Stated exercise:
Pick out each line in the items below that contains the word "green" and copy it. Case counts, so match only that capitalization.

Data provided:
----

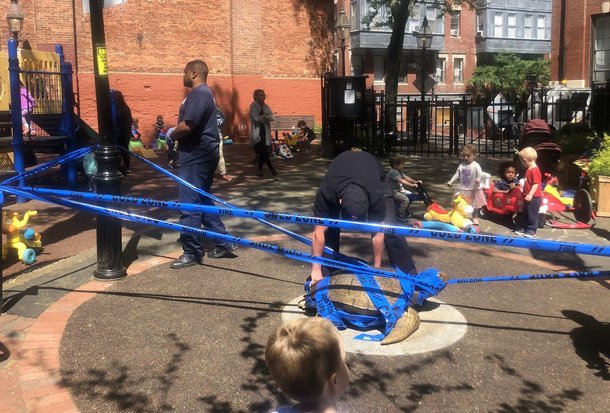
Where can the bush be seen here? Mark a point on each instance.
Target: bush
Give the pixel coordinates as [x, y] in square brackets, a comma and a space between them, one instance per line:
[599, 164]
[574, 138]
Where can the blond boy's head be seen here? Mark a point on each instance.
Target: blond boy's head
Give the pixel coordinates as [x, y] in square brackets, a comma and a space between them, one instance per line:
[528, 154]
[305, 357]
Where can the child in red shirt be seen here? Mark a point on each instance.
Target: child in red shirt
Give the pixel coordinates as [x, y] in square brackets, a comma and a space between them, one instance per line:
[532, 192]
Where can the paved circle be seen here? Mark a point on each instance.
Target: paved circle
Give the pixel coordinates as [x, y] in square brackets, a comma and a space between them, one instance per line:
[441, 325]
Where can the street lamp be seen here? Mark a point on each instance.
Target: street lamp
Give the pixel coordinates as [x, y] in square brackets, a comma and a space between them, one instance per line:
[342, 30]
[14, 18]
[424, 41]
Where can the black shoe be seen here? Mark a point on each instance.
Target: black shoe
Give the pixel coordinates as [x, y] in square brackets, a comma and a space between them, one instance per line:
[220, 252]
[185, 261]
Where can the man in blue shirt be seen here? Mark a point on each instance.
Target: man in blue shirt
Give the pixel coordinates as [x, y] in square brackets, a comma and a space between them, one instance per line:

----

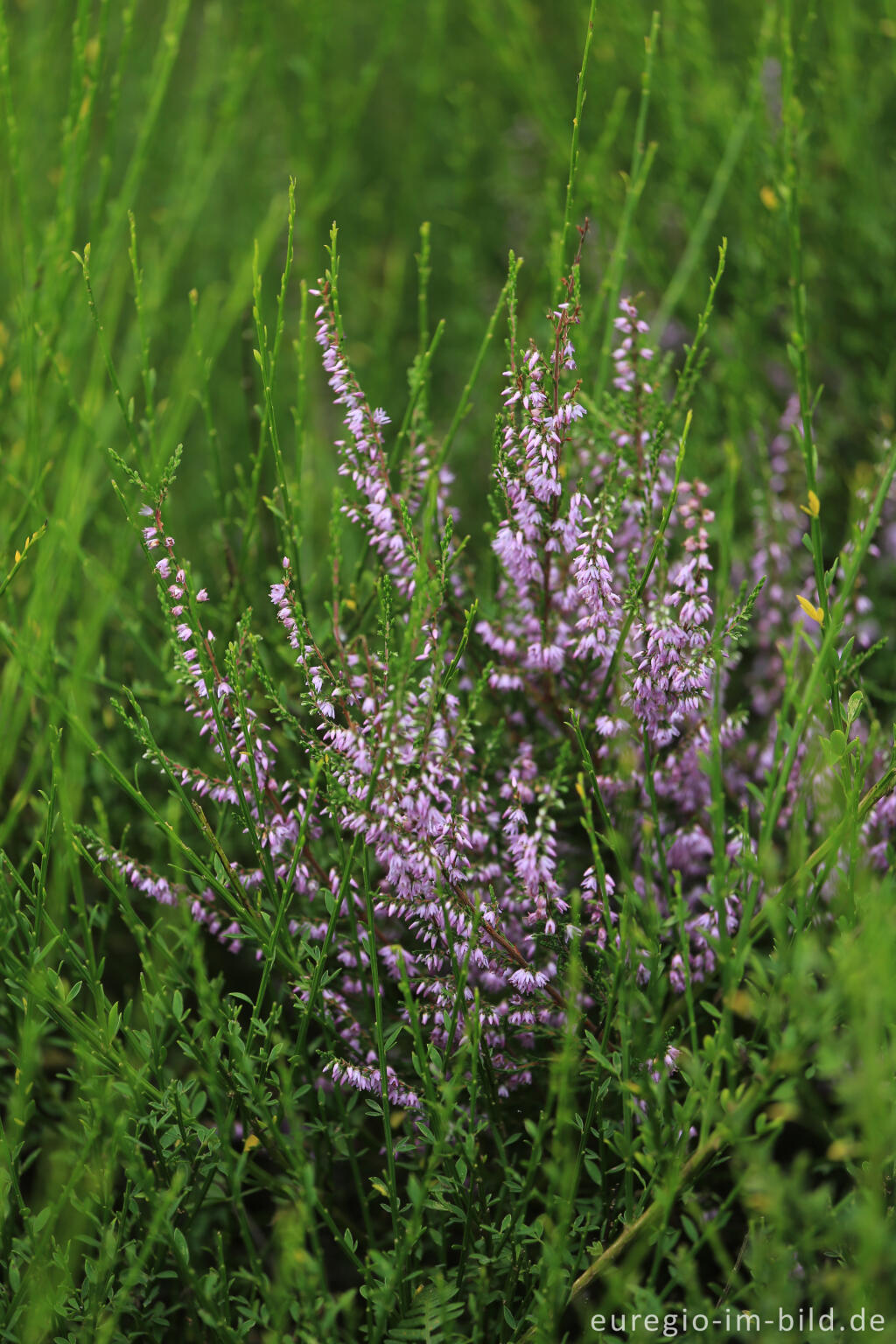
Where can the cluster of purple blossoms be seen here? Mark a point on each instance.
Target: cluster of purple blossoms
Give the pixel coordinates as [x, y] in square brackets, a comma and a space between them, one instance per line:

----

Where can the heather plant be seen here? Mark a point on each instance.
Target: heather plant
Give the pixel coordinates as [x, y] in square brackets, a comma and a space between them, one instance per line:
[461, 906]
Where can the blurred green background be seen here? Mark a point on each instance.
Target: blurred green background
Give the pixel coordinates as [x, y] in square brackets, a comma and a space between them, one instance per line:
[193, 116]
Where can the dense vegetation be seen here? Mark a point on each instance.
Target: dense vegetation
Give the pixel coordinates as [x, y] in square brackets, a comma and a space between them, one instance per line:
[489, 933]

----

Output for this exercise:
Where can the blurred green background be seen here? Mark a point on each instance.
Target: blurred green background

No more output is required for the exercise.